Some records
++++++++++++++++++++

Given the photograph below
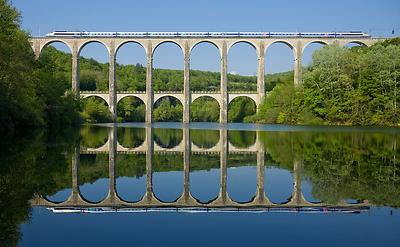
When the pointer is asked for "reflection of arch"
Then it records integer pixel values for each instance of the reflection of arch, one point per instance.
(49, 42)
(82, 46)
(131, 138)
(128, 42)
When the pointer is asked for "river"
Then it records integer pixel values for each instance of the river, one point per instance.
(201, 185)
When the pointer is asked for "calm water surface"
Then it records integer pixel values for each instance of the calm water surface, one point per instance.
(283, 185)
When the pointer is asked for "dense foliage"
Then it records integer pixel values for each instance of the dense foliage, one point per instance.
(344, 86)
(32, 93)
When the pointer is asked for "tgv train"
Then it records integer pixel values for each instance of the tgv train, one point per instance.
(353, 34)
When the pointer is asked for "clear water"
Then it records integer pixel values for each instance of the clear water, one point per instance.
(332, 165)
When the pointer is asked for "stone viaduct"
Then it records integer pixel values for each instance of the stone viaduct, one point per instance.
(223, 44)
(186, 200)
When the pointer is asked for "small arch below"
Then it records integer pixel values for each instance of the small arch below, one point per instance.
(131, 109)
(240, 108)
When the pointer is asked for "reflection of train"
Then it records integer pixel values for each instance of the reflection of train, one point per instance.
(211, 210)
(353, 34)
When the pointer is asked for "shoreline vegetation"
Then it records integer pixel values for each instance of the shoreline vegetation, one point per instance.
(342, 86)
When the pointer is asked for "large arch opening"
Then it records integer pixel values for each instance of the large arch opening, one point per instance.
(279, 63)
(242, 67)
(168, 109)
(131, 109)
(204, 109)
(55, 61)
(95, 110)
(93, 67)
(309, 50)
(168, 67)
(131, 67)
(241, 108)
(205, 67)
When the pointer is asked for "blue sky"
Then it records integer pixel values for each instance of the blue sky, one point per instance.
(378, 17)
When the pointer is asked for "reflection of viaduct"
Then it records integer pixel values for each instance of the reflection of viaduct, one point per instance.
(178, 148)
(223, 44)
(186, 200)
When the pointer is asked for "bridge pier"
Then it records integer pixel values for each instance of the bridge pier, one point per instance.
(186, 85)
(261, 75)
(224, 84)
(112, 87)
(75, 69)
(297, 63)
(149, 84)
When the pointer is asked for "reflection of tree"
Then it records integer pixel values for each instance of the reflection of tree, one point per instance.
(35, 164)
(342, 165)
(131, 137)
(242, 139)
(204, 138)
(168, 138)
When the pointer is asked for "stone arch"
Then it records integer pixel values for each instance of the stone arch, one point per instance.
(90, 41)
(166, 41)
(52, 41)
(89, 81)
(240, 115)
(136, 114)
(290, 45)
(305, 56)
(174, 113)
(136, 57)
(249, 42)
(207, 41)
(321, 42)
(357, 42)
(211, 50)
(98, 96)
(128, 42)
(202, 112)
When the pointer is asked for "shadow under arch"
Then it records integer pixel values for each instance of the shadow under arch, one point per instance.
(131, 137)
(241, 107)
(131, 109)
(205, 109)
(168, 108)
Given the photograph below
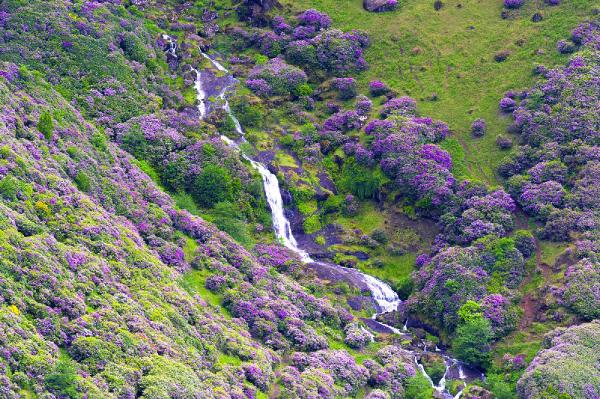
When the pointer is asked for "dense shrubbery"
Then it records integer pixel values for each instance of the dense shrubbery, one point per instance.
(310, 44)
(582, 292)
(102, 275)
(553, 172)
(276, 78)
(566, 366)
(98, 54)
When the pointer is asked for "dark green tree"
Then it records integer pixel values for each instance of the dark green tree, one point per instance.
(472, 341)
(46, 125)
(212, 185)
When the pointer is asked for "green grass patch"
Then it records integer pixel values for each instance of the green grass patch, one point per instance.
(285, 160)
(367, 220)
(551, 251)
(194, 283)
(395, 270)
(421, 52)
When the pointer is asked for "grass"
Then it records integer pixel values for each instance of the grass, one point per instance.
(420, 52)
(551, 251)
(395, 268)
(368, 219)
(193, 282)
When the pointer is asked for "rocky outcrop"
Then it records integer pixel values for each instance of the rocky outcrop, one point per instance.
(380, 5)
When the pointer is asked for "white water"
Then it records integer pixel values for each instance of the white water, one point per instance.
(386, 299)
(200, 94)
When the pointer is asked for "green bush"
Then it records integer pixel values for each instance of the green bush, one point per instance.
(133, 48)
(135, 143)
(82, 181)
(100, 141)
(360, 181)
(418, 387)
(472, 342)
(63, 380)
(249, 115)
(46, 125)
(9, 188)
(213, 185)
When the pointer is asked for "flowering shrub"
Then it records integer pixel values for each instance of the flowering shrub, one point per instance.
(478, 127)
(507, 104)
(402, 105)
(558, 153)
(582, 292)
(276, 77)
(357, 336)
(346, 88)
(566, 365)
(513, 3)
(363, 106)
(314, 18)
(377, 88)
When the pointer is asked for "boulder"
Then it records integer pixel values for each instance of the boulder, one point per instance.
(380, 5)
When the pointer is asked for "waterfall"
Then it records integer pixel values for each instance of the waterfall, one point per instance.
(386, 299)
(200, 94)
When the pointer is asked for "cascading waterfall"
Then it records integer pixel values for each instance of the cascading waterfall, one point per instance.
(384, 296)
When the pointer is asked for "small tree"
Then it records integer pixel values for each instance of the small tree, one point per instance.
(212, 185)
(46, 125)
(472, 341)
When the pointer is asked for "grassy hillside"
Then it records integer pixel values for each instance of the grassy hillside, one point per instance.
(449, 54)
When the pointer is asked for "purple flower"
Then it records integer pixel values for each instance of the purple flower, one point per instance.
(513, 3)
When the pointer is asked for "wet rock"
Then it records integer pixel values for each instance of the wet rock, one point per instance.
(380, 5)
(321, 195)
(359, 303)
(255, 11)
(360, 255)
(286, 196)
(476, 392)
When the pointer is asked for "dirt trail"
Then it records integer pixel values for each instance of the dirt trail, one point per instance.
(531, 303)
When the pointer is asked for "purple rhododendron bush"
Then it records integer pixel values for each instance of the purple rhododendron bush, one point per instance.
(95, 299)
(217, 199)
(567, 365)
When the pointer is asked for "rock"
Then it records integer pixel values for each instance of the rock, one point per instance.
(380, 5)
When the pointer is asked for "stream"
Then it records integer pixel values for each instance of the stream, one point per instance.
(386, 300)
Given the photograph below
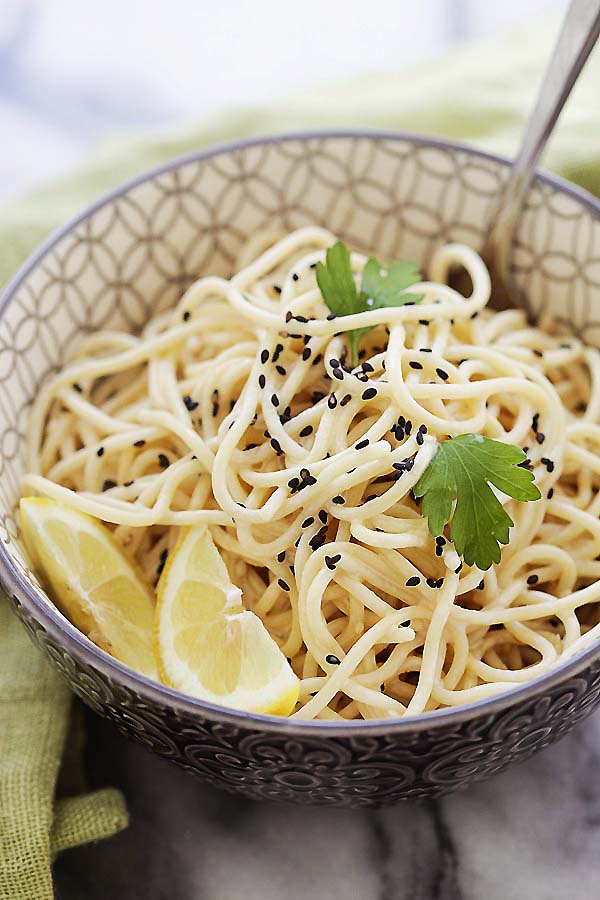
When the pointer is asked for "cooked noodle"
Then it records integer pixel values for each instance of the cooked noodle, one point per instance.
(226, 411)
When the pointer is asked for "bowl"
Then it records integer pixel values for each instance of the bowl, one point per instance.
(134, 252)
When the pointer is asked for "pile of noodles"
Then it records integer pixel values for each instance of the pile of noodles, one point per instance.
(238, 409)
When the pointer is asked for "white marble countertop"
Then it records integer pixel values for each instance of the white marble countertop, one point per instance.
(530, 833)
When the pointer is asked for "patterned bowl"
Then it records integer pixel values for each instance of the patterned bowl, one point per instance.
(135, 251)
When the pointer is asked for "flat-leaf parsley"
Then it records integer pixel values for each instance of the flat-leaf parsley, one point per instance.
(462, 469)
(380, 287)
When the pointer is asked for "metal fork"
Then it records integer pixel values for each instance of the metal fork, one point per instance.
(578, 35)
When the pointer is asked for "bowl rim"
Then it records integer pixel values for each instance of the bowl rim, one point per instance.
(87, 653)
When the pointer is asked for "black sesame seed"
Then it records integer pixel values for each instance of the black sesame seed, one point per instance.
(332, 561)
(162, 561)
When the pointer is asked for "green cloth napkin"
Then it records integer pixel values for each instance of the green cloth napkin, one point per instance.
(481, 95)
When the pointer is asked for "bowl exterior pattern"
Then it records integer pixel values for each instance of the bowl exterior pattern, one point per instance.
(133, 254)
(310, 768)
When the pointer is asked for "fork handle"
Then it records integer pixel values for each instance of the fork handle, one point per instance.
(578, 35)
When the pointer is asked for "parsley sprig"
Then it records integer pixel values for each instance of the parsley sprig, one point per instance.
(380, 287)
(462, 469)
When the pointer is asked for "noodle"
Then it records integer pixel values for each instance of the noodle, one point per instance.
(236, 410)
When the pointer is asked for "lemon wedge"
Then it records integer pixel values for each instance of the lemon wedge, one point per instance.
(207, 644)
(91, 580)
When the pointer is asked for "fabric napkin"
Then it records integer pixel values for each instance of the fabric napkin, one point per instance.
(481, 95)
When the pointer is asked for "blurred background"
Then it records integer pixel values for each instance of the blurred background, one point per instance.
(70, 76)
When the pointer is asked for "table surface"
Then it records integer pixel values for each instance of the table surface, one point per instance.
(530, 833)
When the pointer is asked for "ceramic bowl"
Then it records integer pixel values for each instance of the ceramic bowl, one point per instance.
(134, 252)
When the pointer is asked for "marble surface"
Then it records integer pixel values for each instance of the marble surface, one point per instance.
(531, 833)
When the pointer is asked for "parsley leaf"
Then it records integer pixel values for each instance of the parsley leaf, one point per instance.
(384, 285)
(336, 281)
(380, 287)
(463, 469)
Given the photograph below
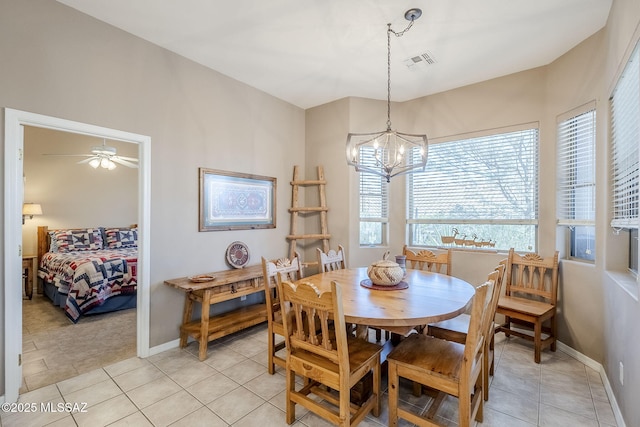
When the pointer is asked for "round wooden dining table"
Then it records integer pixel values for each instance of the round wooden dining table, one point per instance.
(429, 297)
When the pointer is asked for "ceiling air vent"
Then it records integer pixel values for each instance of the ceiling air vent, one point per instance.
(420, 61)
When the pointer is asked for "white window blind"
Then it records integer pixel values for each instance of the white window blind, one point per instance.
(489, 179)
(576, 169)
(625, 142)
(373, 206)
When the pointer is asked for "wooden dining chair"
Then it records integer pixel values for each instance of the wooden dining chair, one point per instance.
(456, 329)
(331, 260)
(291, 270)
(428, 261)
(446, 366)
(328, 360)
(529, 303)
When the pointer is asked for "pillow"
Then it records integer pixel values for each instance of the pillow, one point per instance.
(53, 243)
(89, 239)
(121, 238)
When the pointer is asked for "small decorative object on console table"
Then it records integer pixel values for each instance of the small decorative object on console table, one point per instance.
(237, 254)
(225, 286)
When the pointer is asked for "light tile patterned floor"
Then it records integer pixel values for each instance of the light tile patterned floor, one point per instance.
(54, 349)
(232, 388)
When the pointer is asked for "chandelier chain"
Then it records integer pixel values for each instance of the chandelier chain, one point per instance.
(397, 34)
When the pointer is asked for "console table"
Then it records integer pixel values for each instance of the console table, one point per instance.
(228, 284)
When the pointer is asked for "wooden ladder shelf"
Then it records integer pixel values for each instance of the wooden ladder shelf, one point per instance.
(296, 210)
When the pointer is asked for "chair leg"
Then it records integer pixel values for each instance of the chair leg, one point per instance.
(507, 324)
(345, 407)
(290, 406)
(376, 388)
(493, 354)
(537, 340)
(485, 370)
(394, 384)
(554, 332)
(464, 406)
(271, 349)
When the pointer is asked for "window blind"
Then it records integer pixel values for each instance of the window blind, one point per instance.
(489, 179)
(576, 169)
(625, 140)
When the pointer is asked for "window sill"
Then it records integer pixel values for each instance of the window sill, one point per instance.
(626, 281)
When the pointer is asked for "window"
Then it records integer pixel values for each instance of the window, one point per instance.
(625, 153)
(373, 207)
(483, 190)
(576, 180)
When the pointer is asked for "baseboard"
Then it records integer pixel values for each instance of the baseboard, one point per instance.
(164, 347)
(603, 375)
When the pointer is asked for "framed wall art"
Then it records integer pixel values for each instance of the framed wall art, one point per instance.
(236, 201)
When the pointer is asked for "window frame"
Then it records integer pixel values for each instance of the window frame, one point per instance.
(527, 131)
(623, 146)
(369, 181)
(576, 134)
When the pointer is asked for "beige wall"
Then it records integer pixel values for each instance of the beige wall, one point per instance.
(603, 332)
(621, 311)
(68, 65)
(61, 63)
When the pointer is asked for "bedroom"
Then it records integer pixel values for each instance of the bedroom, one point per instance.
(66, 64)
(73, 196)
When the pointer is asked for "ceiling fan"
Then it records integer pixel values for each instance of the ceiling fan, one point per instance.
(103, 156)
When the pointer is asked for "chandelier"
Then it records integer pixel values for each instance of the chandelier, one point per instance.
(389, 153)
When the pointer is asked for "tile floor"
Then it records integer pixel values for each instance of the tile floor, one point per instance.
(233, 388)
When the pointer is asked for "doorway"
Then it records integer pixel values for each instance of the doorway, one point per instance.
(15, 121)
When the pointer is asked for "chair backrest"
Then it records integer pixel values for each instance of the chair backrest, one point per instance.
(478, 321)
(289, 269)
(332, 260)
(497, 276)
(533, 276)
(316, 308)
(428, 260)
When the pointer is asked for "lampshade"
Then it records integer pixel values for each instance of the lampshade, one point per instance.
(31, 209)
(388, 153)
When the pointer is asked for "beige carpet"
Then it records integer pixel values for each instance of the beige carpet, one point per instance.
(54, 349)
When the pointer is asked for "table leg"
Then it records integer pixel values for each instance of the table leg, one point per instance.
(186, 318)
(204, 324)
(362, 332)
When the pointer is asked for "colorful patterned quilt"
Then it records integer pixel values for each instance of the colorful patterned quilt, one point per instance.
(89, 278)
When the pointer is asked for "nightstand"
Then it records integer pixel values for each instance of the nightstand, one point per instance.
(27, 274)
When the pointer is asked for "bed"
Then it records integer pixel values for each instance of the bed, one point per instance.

++++++++++++++++++++

→ **THE TASK**
Gather every line of the records that contains the word "metal", and copy each one out in full.

→ **ANSWER BELOW**
When the pointer is asked for "metal fork"
Then it records integer pixel values for each instance of the metal fork, one point per instance.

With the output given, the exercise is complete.